* Extracted entries *
____________
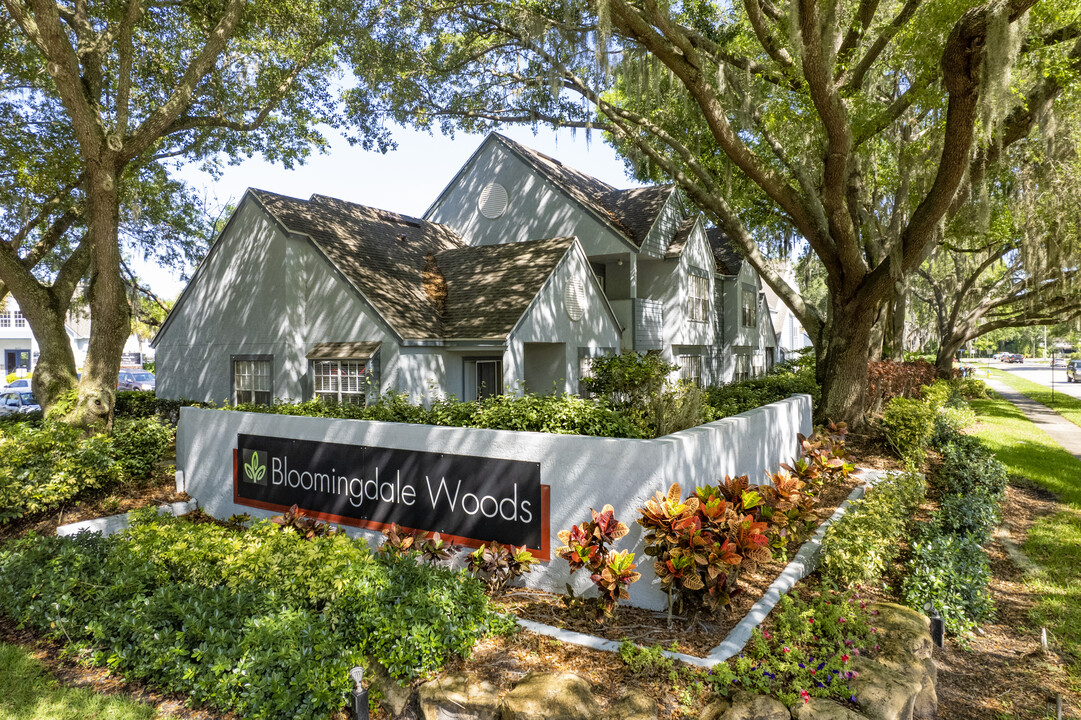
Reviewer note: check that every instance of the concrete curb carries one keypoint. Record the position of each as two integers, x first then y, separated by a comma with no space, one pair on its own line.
800,567
115,523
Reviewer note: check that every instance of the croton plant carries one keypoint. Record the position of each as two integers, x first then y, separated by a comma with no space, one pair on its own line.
589,545
703,542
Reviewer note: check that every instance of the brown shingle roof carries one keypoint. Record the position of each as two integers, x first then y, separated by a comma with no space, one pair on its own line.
490,287
382,253
632,212
729,260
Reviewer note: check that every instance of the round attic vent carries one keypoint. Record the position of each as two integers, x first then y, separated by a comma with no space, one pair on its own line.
574,300
493,201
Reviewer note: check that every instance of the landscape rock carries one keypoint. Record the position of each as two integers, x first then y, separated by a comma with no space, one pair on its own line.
395,696
885,693
746,706
819,708
926,701
632,705
902,632
551,696
456,697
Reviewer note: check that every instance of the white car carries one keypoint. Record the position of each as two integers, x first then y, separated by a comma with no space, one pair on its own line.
17,401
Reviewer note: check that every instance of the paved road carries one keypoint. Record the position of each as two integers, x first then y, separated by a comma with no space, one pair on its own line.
1039,373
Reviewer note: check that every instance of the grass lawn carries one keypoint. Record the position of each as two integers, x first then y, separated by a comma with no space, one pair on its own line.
30,694
1054,543
1066,405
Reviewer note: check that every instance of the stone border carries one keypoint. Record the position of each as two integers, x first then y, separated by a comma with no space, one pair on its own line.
800,567
115,523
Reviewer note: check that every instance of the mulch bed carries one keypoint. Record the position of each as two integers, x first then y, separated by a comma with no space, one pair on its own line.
645,627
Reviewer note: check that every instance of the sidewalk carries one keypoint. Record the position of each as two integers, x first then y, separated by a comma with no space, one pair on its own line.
1061,429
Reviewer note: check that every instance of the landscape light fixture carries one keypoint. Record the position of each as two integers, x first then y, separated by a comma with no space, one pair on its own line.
359,694
937,624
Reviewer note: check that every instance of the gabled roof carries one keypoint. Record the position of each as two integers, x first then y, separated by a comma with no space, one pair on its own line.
489,288
631,212
381,253
729,260
421,277
682,235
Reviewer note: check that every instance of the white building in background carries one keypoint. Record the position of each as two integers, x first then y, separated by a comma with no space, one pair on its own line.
18,347
791,337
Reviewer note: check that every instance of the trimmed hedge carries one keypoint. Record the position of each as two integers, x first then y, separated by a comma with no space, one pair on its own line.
861,545
259,622
45,464
735,398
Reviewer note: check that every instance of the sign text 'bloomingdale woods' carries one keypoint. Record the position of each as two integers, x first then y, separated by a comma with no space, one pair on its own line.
465,496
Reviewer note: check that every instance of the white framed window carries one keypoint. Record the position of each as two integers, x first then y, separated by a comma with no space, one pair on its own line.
697,297
690,369
252,378
341,381
749,306
743,367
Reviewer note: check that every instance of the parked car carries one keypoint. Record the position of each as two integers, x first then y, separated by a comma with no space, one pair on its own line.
17,401
135,380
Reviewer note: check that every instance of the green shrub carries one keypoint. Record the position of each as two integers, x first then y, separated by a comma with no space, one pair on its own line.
908,424
808,652
145,403
735,398
261,622
627,381
862,544
43,466
949,421
566,414
973,514
952,572
969,464
138,443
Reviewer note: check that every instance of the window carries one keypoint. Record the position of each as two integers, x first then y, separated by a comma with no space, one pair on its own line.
749,302
743,368
489,378
697,297
601,271
690,369
341,381
251,378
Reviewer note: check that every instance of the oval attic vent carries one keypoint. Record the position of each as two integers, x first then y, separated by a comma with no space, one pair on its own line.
574,300
493,201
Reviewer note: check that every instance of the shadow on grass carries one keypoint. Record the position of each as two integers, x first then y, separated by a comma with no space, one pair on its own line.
29,693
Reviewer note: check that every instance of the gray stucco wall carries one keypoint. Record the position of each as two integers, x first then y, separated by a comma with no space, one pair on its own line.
535,209
261,292
547,320
583,472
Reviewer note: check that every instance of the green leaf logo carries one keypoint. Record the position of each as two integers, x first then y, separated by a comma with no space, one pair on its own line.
255,470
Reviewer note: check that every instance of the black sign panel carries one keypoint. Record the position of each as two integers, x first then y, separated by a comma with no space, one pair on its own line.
464,496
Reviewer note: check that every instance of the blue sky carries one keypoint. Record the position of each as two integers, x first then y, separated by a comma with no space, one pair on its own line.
405,181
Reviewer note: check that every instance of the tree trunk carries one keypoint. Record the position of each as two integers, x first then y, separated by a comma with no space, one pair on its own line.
947,350
109,311
896,338
843,367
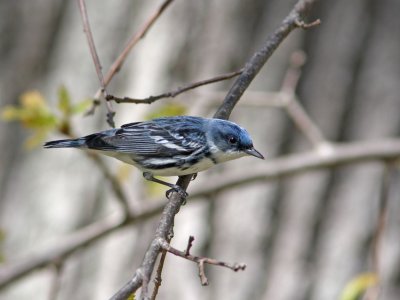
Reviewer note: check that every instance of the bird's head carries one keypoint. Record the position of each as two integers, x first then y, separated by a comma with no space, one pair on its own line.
231,141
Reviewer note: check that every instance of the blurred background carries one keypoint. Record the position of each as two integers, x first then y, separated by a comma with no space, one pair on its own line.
303,237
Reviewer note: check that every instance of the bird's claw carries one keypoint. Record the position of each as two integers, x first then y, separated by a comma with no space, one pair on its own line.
177,189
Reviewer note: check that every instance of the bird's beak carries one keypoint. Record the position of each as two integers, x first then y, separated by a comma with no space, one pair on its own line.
254,152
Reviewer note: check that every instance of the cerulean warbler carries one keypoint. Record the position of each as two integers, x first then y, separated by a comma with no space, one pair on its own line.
170,146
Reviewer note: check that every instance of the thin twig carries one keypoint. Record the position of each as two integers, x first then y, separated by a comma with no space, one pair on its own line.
189,245
158,277
96,60
304,25
117,64
201,261
175,92
373,292
293,107
257,61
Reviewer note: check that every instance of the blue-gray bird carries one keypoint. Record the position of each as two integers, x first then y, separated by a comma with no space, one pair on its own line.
170,146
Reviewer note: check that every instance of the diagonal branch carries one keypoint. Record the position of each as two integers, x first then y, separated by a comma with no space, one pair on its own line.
96,60
257,61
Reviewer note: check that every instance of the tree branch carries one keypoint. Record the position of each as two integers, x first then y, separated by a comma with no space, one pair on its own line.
199,259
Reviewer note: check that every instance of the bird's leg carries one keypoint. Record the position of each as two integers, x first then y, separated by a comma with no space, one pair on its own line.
174,187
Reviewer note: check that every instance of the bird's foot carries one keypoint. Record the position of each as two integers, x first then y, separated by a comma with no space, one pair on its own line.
177,189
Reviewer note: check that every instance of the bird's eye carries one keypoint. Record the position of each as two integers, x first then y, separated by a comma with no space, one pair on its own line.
232,140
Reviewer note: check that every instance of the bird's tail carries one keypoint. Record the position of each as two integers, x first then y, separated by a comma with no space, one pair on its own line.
69,143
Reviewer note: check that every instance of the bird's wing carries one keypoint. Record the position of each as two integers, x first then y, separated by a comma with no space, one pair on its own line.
161,137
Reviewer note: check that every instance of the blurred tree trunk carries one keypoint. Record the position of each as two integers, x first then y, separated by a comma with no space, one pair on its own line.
303,237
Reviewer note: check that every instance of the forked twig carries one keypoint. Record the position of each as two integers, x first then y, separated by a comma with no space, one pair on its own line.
201,261
117,64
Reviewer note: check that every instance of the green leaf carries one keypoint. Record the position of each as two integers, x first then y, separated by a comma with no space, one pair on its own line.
356,287
33,113
64,101
168,110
____________
* What you are asked to do *
Nothing but the records above, exact and without pictures, should appear in the answer.

* Written answer *
Reviewer note: check that every instance of the concrete curb carries one keypoint. Record the position of each as two integers, x first then y, separated by a comma with no space, one pair on its own line.
800,567
115,523
Reviewer note: check that every instance of the croton plant carries one keypoint. Record the position of each as two integers, x first then y, separated by a comma with no space, one pair on its own line.
589,545
703,542
Reviewer note: check that every instance of the brown shingle roof carries one keypoint. Record the position of each as two integers, x first then y, separated by a comma with no space, one pair on its own line.
490,287
382,253
632,212
729,260
Reviewer note: check that every instance of the round attic vent carries one keypoint. Record the position of each as two integers, x first then y, separated by a comma with no space, one pair on its own line.
574,300
493,201
Reviewer note: check that every instance of the landscape rock carries one keypoint. Record the position of each as two integers, x first then y, separated by a comma with no space, one pair on its own line.
395,696
885,693
746,706
819,708
926,701
632,705
902,632
551,696
456,697
Reviewer note: check that every instance of the white car carries one keypoint. Record the position of each as two integers, x first then y, separated by a comma with no space, one pair on its own line.
17,401
Reviewer note: check that every instance of the paved road carries one keypoint. Record the position of each as two integers, x first then y, separated by a comma with no space, one pair on its own line.
1039,373
Reviewer note: check that every instance of the grass lawn carries one keypoint. Record the position of each as two integers, x first then y, separated by a comma with no space, one pair on its own line.
30,694
1054,543
1066,405
Reviewer note: check that every instance of the stone border carries one keypoint. Record the position of each as two integers, x first then y, separated by a comma with no space, one pair on its own line.
800,567
115,523
Reviewer note: check that every instance of the mulch bed carries one keypoint. Record the position of each as two integers, x first then y, separated by a comma with no space, one pair on its own line.
645,627
Reviewer note: check that every instance of the sidewalk carries one keypoint. Record the position of each as two integers, x first then y, separated by a comma with no space, one pair on its own line.
1061,429
Reviewer note: check that every instance of the landscape light fixture carries one keypoint. Record the position of each as two integers, x first then y, separated by a comma with no space, one pair on its own line.
359,694
937,624
Reviewer note: check that every instance of the gabled roof carries one keypoint. Record the position of each as two integers, x first then y, separated by a comma with no space, one pair on its own line.
489,288
631,212
381,253
729,260
421,277
682,235
Reviewer note: check that every instance of the white building in background carries one keypoint. Record the position of each as two integers, x first then y, separated by a comma with no space, one pair on its own line.
18,347
791,337
Reviewer note: check that every instance of the trimmed hedge carries one keypoint. Record the position of each as two integers, x first then y, separated by a comma with no space, one pair on its own line.
861,545
259,622
45,464
735,398
Reviewer note: check that every instance of the sign text 'bloomingdale woods' carries one keypoint. Record the position of each as two integers, x first then y, separated by a comma with no space, one pair on its own line.
465,496
Reviewer note: check that every instance of the white framed window carries one keypoint. Record the position of each as two integers, x first then y, separated by a comma with no space, one pair on its own line.
697,297
690,369
252,378
341,381
749,306
743,367
Reviewer note: check that every instance of the parked car carries one keypoint. Record the position of each as two integers, x first then y, separated by a comma with no space, one pair on its own line.
17,401
135,380
Reviewer note: check that every instance of the green shrub carries one keypoint. Record the position of each as two integers, x first then y, separated by a comma with no space, one pair on its own line.
908,424
808,652
145,403
735,398
261,622
627,381
862,544
43,466
949,421
566,414
973,514
952,572
969,464
138,443
Reviewer note: check that every instance of the window carries one keypoint. Record the position of each as two integers, x first then y, separated by a comma with no space, one pair on its own line.
749,302
743,368
489,378
697,297
601,271
690,369
341,381
251,378
Reviewer note: check that every instance of the oval attic vent carries one keypoint. Record the position of each as two integers, x first then y, separated by a comma with no space, one pair on its own line.
574,300
493,201
Reviewer note: check that every instance of the shadow on grass carries one keypoint. Record the position of each as two integers, x first then y, separated by a comma with no space, one pair on its own line.
29,693
Reviewer note: check that every instance of the gray stucco wall carries one keypoint. Record the position of each as two integers, x first then y, separated by a comma with no space, one pair on its own line.
535,209
261,292
547,320
583,472
Reviewer note: check that every instance of the green leaf logo carries one keypoint. Record the position of each as two integers, x first then y, separated by a comma with no space, one pair on its own line.
255,470
Reviewer note: check that every instance of the black sign panel carries one keypoint. Record the position of each as two integers, x first then y, separated by a comma with no space, one pair on its own line.
464,496
Reviewer note: check that every instance of the blue sky carries one keypoint. Record the position of each as two integers, x first then y, separated by a comma with no space, one pair on its own line.
405,181
Reviewer note: check that every instance of the tree trunk carries one keypoint. Record the position of each as two integers, x first then y, separated by a comma with no space, one pair on its own line.
947,350
109,311
896,338
843,367
Reviewer note: check that every instance of the bird's head carries one keypoint. Record the position of each as two integers, x first then y, separated by a comma with no space, one pair on its own line.
231,141
Reviewer note: check that every instance of the blurred background carries one keypoint. Record the position of each as two integers, x first then y, separated by a comma with no space, one pair on its own line.
303,237
Reviewer note: check that every instance of the bird's claw carries one keypoint. Record the position of each as two integers, x first then y, separated by a comma with no space, one pair on its own line.
177,189
Reviewer note: check that every instance of the bird's beak carries one keypoint. Record the position of each as two integers, x first then y, separated by a comma with no space, one pair on its own line.
254,152
Reviewer note: check that every instance of the cerulean warbler carries one keypoint. Record the position of each as two integers, x first then y, separated by a comma with no space, one pair on its own line.
170,146
Reviewer note: check that every instance of the thin twig carries one keypoint. Record the position of each as two integers, x first then y, separated by a comma with no space, one pair on its own line.
189,245
158,277
96,60
304,25
117,64
201,261
175,92
373,292
293,107
257,61
Reviewer note: check that every instance of the blue-gray bird carries one keypoint. Record the position of each as two integers, x first then y, separated by a comma with no space, one pair on its own line.
170,146
Reviewer note: check that every instance of the diagonal branch carries one keypoint. Record the position of each as two integers, x first then y, separated by a comma with no space, one pair on its own line.
96,60
257,61
Reviewer note: check that every instance of the tree branch carries one keypoint. Record the position of each as two integers, x first then y, separated by a comma with no space, one pair on its own line.
199,259
Reviewer note: check that every instance of the bird's leg carries one keypoint. Record the position of each as two integers, x first then y, separated by a comma with no space, one pair on its own line.
174,187
Reviewer note: check that every instance of the bird's foot carries one keypoint. Record the position of each as two integers, x first then y, separated by a comma with no space, one pair on its own line.
177,189
Reviewer note: check that every instance of the bird's eye carries one keypoint. Record the position of each as two integers, x first then y, separated by a comma with no space, one pair on its own line.
232,140
Reviewer note: check that every instance of the bird's tail carries one keypoint. Record the position of each as two integers, x first then y, separated by a comma with no space, one pair on its own line.
69,143
Reviewer note: check that every instance of the bird's wing carries one keypoint. Record the position of each as two integers, x first then y, separated by a comma with no space, one pair on its own line.
161,137
Reviewer note: check that every instance of the blurred tree trunk carries one keypoint. Record the position of each as two integers, x first then y, separated by a comma with no space, one pair on its own line.
303,237
Reviewer note: check that every instance of the forked twig carries one keypoint. Record the position of each as two integers, x first then y, separated by a comma with no space, one pair on its own line.
201,261
117,64
Reviewer note: check that every instance of the green leaf carries one keypoint. Record the position of each as two integers, x first then y, separated by a comma with no space, one pair on its own line.
356,287
33,113
64,101
168,110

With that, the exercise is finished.